Task requirements »
A. Please answer these from the news roundup:
(i) How many kids became sick with E. coli after swimming at Lake Nokomis?
(ii) What amount in Medicaid overpayments is DHS pressing the two Indian bands to repay?
(iii) How long a prison sentence did Dennis Edward Bresnahan receive?
B. Carry on the news roundup from the point where it ends.

Text »
★ ★ ★ ★ ★
Says Jennifer Mayerle for WCCO-TV: “Health officials closed both beaches at Lake Nokomis in Minneapolis Tuesday after three kids who swam there became sick with E. coli. It’s the first time in at least 25 years an illness has forced a beach closure at a Minneapolis lake. Officials are trying to determine if there’s an ongoing risk. The typically busy beach areas at Lake Nokomis were quiet Tuesday evening. Signs show they’re temporarily closed.”
In the Star Tribune, Chris Serres reports, “The Minnesota Department of Human Services (DHS) is intensifying pressure on two Indian bands to repay $25.3 million in Medicaid overpayments, despite mounting evidence that state officials were largely to blame for the billing error. In letters sent to the Indian bands, acting Human Services Commissioner Pamela Wheelock said the state is legally obligated to collect the excess payments from the Leech Lake Band of Ojibwe and White Earth Nation for addiction treatment services, even if the overpayments were caused by DHS error and were not the fault of the bands.”
In the Pioneer Press, Tad Vezner writes, “A former probation officer received an unusually long prison sentence for lying to FBI investigators about sexually exploiting defendants under his supervision. Dennis Edward Bresnahan, 56, of Forest Lake, was sentenced Tuesday in U.S. District Court in St. Paul to 30 months in prison for lying to FBI investigators. The court system’s suggested sentence for such a crime — called an ‘advisory sentencing guideline’ — is zero to six months. Judge Robert W. Pratt said the case ‘exemplifies public corruption and disrespect for the law,’ according to a release from the U.S. Attorney’s Office.”
For BringMeTheNews Adam Uren says, “The New York Times’ Deputy Washington Editor who stoked controversy by suggesting that Minneapolis should not be considered part of the Midwest has been demoted. In a statement to CNN on Tuesday, the NYT says Jonathan Weisman met with executive editor Dean Baquet, during which he ‘apologized for his recent serious lapses in judgment.’ ‘As a consequence of his actions, he has been demoted and will no longer be overseeing the team that covers Congress or be active on social media,’ the Times said.”
Also in the Strib, this from Jim Buchta. “There is a silver lining to the recent economic turbulence: Mortgage rates have tumbled in recent weeks, triggering a rush to refinance and a race to the closing table for many Twin Citians. At the end of last week the average conforming 30-year fixed-rate mortgage (FRM) fell to 3.6%, according to a weekly survey by Freddie Mac. That is nearly a full percentage point lower than last year at this time and the lowest in nearly three years.”
★ ★ ★ ★ ★
Extracted material »
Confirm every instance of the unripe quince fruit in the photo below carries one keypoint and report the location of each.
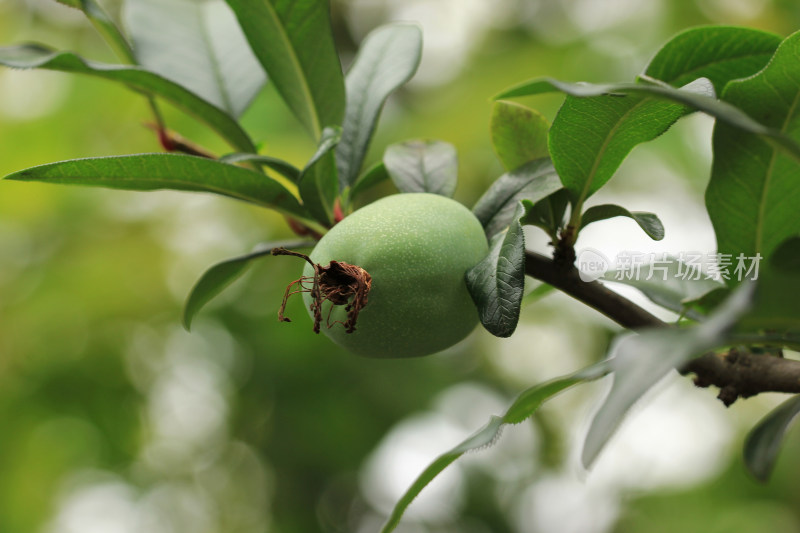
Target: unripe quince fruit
(416, 248)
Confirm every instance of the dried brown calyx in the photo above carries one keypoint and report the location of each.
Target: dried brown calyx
(340, 283)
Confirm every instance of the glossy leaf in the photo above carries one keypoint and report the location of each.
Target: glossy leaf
(719, 53)
(221, 275)
(525, 405)
(533, 181)
(423, 166)
(519, 134)
(639, 361)
(547, 213)
(387, 59)
(764, 441)
(284, 168)
(697, 99)
(293, 41)
(317, 183)
(148, 172)
(649, 222)
(35, 56)
(374, 175)
(754, 190)
(198, 45)
(497, 283)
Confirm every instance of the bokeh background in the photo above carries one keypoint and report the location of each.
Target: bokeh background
(113, 419)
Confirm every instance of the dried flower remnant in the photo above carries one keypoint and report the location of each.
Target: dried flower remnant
(340, 283)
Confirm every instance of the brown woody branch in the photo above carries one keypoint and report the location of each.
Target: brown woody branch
(738, 372)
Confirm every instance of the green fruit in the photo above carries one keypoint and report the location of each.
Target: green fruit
(416, 247)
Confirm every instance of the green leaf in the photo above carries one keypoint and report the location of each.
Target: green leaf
(387, 59)
(764, 441)
(547, 213)
(639, 361)
(218, 277)
(293, 41)
(754, 190)
(317, 184)
(787, 256)
(497, 283)
(148, 172)
(590, 137)
(199, 46)
(519, 134)
(697, 99)
(523, 407)
(672, 284)
(719, 53)
(284, 168)
(423, 166)
(649, 222)
(35, 56)
(776, 308)
(532, 181)
(376, 174)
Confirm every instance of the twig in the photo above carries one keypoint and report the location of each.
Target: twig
(738, 372)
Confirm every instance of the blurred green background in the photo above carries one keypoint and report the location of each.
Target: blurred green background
(113, 419)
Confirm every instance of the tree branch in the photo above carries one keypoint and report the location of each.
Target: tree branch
★ ★ ★ ★ ★
Written responses »
A.
(i) Three.
(ii) $25.3 million.
(iii) 30 months.

B.
WCCO’s Reg Chapman reports: “Karin Tappero has all of her workers on the lookout for counterfeit bills that have been passed at area Twin Cities Patina stores. ‘We’re just really, really trying to be very aware of all cash passed to us at this point,’ Tappero said. ‘It appears they are trying to pass $100 bills.’ Three of the eight Patina stores in the Twin Cities have been hit. Surveillance video from the Patina store on Selby and Snelling Avenues in St. Paul shows one of several people who have been caught on camera passing counterfeit bills.”
An AP story says, “A new report says cleaning up some of the Great Lakes region’s most heavily polluted areas has led to billions of dollars’ worth of economic development and brought communities closer together. The study released Tuesday was conducted by the International Association for Great Lakes Research in Ann Arbor, Michigan. It reviews efforts to restore harbors, river mouths and other spots that were contaminated with toxic wastes during the industrial boom era.”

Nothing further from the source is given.